**RECORDS SHOWN**
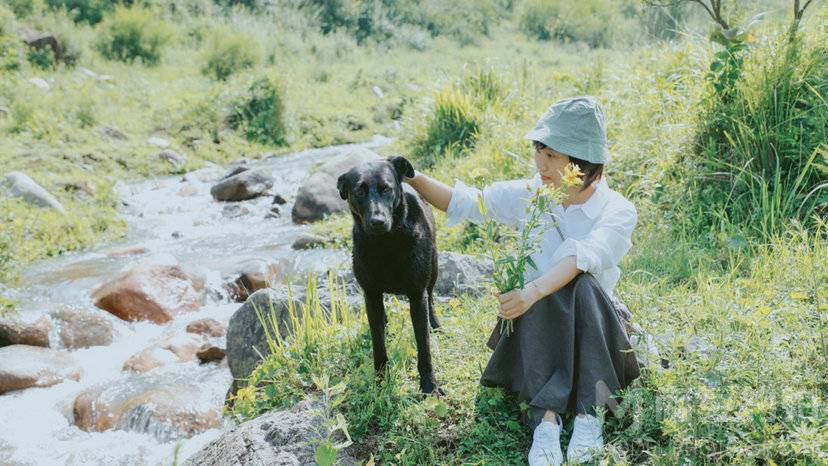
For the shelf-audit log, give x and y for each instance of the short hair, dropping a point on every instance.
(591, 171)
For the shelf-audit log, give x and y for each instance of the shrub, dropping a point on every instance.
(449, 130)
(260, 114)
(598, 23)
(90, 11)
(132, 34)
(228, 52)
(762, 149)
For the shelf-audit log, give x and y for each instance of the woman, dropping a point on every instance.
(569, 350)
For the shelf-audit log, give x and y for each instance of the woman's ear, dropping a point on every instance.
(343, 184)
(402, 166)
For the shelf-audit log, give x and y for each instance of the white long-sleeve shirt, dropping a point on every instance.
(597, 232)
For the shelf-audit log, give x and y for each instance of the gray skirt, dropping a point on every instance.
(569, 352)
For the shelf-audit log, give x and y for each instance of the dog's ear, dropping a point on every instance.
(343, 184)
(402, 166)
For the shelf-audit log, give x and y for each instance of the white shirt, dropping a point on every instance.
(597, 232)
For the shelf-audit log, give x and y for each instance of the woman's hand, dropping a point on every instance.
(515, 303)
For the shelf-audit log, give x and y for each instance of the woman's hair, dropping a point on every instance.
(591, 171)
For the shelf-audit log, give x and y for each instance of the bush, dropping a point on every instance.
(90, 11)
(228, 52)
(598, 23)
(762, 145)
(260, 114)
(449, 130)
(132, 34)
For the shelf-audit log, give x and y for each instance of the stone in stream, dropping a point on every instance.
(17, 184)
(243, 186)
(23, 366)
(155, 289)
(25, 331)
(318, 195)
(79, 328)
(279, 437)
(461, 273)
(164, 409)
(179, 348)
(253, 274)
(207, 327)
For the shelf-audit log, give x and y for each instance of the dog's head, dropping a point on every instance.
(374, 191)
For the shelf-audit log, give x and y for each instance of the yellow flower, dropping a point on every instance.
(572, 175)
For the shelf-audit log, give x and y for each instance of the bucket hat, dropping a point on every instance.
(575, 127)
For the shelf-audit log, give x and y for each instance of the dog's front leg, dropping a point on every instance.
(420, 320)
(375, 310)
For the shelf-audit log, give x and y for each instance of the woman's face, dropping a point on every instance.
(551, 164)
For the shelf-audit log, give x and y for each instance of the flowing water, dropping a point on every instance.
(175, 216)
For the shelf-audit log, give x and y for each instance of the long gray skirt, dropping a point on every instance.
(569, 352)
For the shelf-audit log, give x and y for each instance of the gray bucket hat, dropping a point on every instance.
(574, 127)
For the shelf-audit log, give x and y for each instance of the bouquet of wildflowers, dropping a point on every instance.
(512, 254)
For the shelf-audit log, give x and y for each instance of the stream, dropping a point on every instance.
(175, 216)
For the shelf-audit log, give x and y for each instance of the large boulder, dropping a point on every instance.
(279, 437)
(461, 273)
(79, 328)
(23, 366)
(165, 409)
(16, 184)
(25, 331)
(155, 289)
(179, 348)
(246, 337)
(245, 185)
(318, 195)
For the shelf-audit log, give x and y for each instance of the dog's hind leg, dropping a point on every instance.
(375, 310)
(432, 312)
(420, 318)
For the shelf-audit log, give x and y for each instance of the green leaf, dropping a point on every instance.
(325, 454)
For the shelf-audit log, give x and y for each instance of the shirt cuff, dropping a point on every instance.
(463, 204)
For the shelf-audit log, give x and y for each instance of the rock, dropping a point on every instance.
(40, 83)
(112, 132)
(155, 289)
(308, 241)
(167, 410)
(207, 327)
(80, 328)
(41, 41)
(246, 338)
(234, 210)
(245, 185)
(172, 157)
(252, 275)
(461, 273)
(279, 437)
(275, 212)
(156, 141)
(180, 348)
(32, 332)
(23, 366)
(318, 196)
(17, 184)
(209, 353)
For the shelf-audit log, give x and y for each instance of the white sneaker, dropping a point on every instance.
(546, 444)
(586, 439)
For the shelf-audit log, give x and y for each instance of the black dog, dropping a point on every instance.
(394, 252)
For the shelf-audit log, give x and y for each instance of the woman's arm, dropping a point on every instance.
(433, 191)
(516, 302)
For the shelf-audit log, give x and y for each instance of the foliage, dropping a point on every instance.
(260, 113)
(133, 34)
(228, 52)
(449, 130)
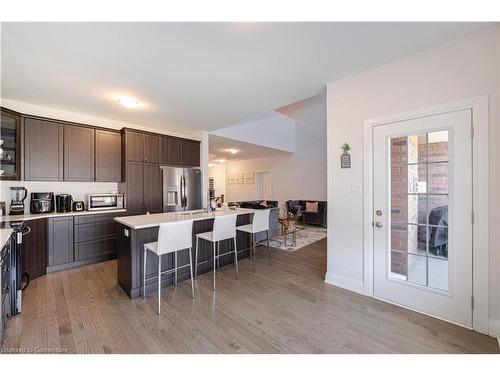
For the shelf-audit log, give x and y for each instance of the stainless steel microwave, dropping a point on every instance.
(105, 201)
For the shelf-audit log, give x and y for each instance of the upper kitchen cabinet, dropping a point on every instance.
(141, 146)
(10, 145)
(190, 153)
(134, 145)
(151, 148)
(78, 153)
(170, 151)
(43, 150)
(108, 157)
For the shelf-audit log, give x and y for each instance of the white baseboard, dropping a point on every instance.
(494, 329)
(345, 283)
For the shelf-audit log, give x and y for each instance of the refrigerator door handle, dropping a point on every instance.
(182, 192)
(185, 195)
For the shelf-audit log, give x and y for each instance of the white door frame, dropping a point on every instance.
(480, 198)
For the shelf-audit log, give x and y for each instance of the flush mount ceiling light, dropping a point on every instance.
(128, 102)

**TO DO**
Repeat each entry exactly. Pictures do not belong in the copy.

**WRITTEN SOLUTION**
For the shelf-audit log, give x and y for each instance of the short hair, dropping a point on every instance.
(591, 171)
For the shelf-audit log, give x and y for each instance of the shrub, dropping a point on every instance.
(449, 130)
(260, 114)
(598, 23)
(90, 11)
(132, 34)
(228, 52)
(762, 149)
For the shelf-audit log, give x and y for each instance of the woman, dropping a point on every instance.
(569, 350)
For the shelf-audit log, give x and y for each instance of the woman's ear, dropping a point on every instance.
(343, 184)
(402, 166)
For the shelf-audit log, give x and y for each instance of the white long-sleeve shirt, dropping a point on every instance.
(597, 232)
For the shelf-audit log, give x and y for each instance of the gray skirt, dropping a point on every instance.
(569, 352)
For the shelf-audit log, give x and y for each instance of the dog's ear, dropping a point on every instance.
(343, 184)
(402, 166)
For the shelf-audit log, give x and y for each instance of the white shirt, dropping a point on every instance.
(597, 232)
For the shelf-audit log, give x and y for each instance of the woman's hand, dropping a point on every instance.
(515, 303)
For the shelf-audit log, give x and y for each instance of the woman's hair, dropping a point on every instance.
(591, 171)
For the shelf-audit log, give x and y for each instance of the bush, dropping a point on every instance.
(90, 11)
(228, 52)
(598, 23)
(762, 145)
(260, 114)
(449, 130)
(132, 34)
For the shelf-audit log, give x and y for each instance of the stone in stream, dropping a point on every instance.
(17, 184)
(243, 186)
(23, 366)
(155, 289)
(25, 331)
(318, 195)
(79, 328)
(279, 437)
(461, 273)
(164, 409)
(179, 348)
(253, 274)
(207, 327)
For the shelf-audit log, give x and y for each instance of the dog's head, dropping a point on every instance.
(374, 191)
For the shelf-audit log, give x and y for each instance of the yellow flower, dropping a point on every instance.
(572, 175)
For the shelf-audit log, give x and y for each instance of the bucket hat, dropping a point on every instance.
(575, 127)
For the shelf-audit log, give x and y for each instance of the dog's front leg, dropping a point on every instance.
(420, 320)
(375, 310)
For the shelf-audit log, give x and y for each instance of the woman's face, dropping a point on every instance.
(551, 164)
For the shelf-audit log, give x and y for each instance of the flowing water, dropping a point on every instance.
(175, 216)
For the shelf-audit log, give x and y for each instance of the long gray skirt, dropping a point on every instance.
(569, 352)
For the shelf-audit log, give x and y for each instance of the gray bucket hat, dropping a point on every instance.
(574, 127)
For the shelf-audit log, give x and y for each instance of the bouquet of wildflowers, dropping a point on every instance.
(512, 254)
For the shelf-audit log, give x and y for each instance of the stream, dropping a point on every instance.
(175, 216)
For the shelf-audit log, give x and y for each instance of the large boulder, dropping a point on every instance.
(279, 437)
(461, 273)
(79, 328)
(23, 366)
(165, 409)
(16, 184)
(25, 331)
(155, 289)
(179, 348)
(246, 337)
(245, 185)
(318, 195)
For the shelf-audit log, give x and y for each instance of the dog's hind leg, dropping a point on every instance.
(375, 310)
(432, 312)
(420, 318)
For the shelf-audit log, give x and y for each instance of the green leaf, dropping a point on every instance.
(325, 454)
For the shelf-audit log, give x and y for each instance of the shirt cuff, dropping a point on every instance.
(463, 204)
For the shelf-audit log, give x and y for each instance of the rock, dropping a point on every instance.
(40, 83)
(112, 132)
(155, 289)
(308, 241)
(167, 410)
(207, 327)
(80, 328)
(41, 41)
(246, 338)
(234, 210)
(245, 185)
(172, 157)
(252, 275)
(461, 273)
(279, 437)
(275, 212)
(156, 141)
(180, 348)
(32, 332)
(23, 366)
(318, 196)
(17, 184)
(209, 353)
For the shelf-audit log, give x and y for each instance of the white sneaker, dropping a point on every instance.
(546, 444)
(586, 439)
For the shelf-audit log, give x and y for each instance of the black dog, dropping a point on every instance.
(394, 252)
For the shelf-audit log, give x and y for each instance of the woman's arm, dropping a point on every instance.
(433, 191)
(516, 302)
For the shelf-audit log, give x and y for each instance of the foliage, dropping a point on every instance.
(260, 113)
(133, 34)
(228, 52)
(449, 130)
For the shelf-audit log, give x and y for each instance of the stainless steel microwave, dropping a point on every instance.
(105, 201)
For the shelf-audit log, give x and y for each instance of the upper kitchen cabinet, dropping a point on every instance.
(141, 146)
(10, 145)
(190, 153)
(134, 145)
(151, 148)
(78, 153)
(170, 151)
(43, 150)
(108, 157)
For the shelf-audit log, give x and y for each instance of the white baseboard, dropping a point on every instance.
(494, 329)
(345, 283)
For the shelf-audit log, give x and y for each instance of the refrigerator door handle, dropping a point on every instance.
(182, 192)
(185, 195)
For the shelf-audit log, give x and y for each instance of the white door frame, dropping a point on every instance.
(480, 198)
For the shelf-audit log, give x and y for each instance of the flush mount ceiling light, dropping a point on every instance.
(128, 102)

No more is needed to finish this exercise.